DATA:
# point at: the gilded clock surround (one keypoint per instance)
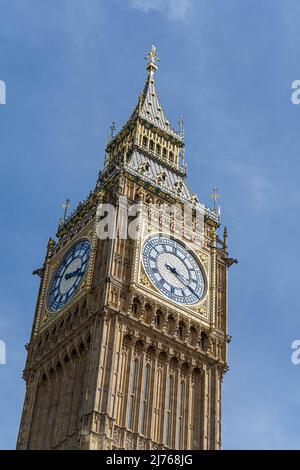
(87, 365)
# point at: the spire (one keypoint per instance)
(152, 56)
(149, 107)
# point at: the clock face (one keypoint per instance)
(174, 270)
(69, 275)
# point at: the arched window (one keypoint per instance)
(180, 412)
(171, 325)
(145, 398)
(132, 393)
(169, 409)
(193, 336)
(203, 341)
(158, 319)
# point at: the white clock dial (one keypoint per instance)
(69, 275)
(174, 270)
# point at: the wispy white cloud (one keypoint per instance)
(173, 9)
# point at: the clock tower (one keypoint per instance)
(129, 341)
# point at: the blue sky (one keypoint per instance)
(71, 67)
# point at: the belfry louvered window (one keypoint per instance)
(132, 393)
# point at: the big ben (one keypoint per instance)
(130, 334)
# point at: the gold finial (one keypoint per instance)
(66, 206)
(215, 196)
(152, 56)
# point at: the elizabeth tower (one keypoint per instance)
(129, 340)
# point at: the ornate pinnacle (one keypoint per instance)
(152, 56)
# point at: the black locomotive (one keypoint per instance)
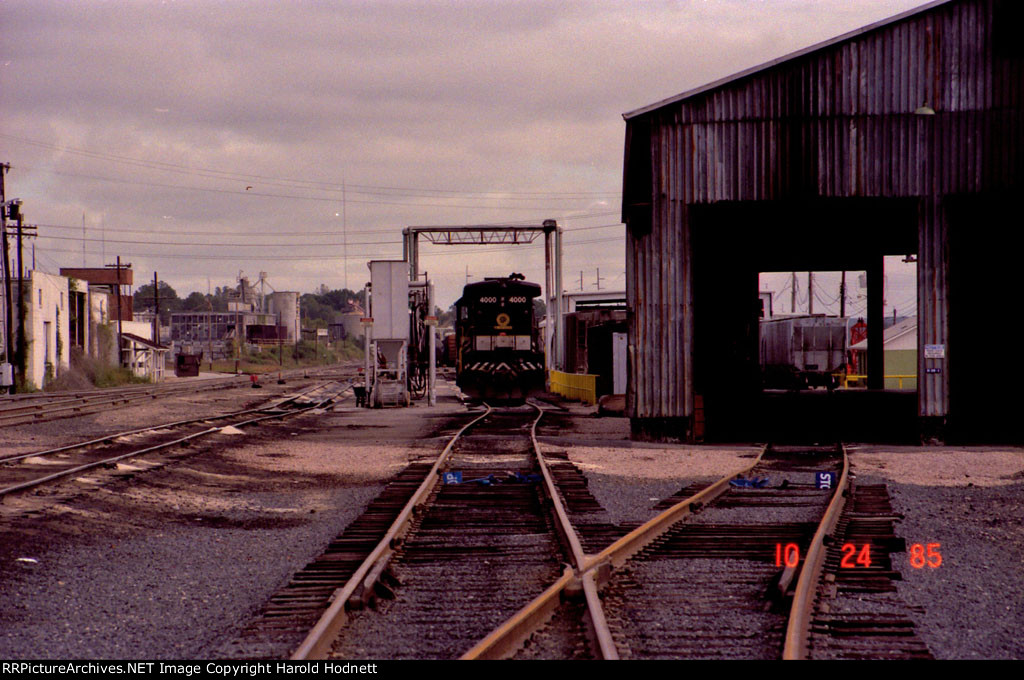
(497, 340)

WHAT THE EXERCISE ASKS: Put every line of the records above into a Markdown table with two columns, Row and Content. Number the rows in order, skip blank lines, and leave out the pictures.

ANSWER FOR THIS EXERCISE:
| Row | Content |
|---|---|
| 1 | # point at: the gilded clock surround (one keypoint per instance) |
| 2 | (87, 365) |
| 3 | # point at: the spire (one keypoint per instance) |
| 4 | (152, 56) |
| 5 | (149, 107) |
| 6 | # point at: the clock face (one keypoint per instance) |
| 7 | (174, 270) |
| 8 | (69, 275) |
| 9 | # point at: the arched window (one keypoint per instance) |
| 10 | (180, 412) |
| 11 | (171, 325) |
| 12 | (145, 398) |
| 13 | (132, 393) |
| 14 | (169, 409) |
| 15 | (193, 336) |
| 16 | (203, 341) |
| 17 | (158, 319) |
| 18 | # point at: the white clock dial (one keypoint per instance) |
| 19 | (69, 275) |
| 20 | (174, 270) |
| 21 | # point at: the wispy white cloud (one keypoint per instance) |
| 22 | (173, 9) |
| 23 | # point at: the clock tower (one keypoint per instance) |
| 24 | (129, 341) |
| 25 | # point at: the blue sky (one keypoint per instance) |
| 26 | (71, 67) |
| 27 | # point at: the belfry louvered window (one keypoint per instance) |
| 28 | (132, 393) |
| 29 | # point at: the big ben (one keypoint per instance) |
| 30 | (130, 334) |
| 31 | # point at: the gold finial (one keypoint per instance) |
| 32 | (66, 206) |
| 33 | (215, 196) |
| 34 | (152, 56) |
| 35 | # point at: the elizabeth tower (one keypoint per instance) |
| 36 | (129, 340) |
| 37 | # point at: the ornate pinnacle (one keypoint per instance) |
| 38 | (152, 56) |
| 39 | # point at: the black locomotive (one keypoint per instance) |
| 40 | (497, 340) |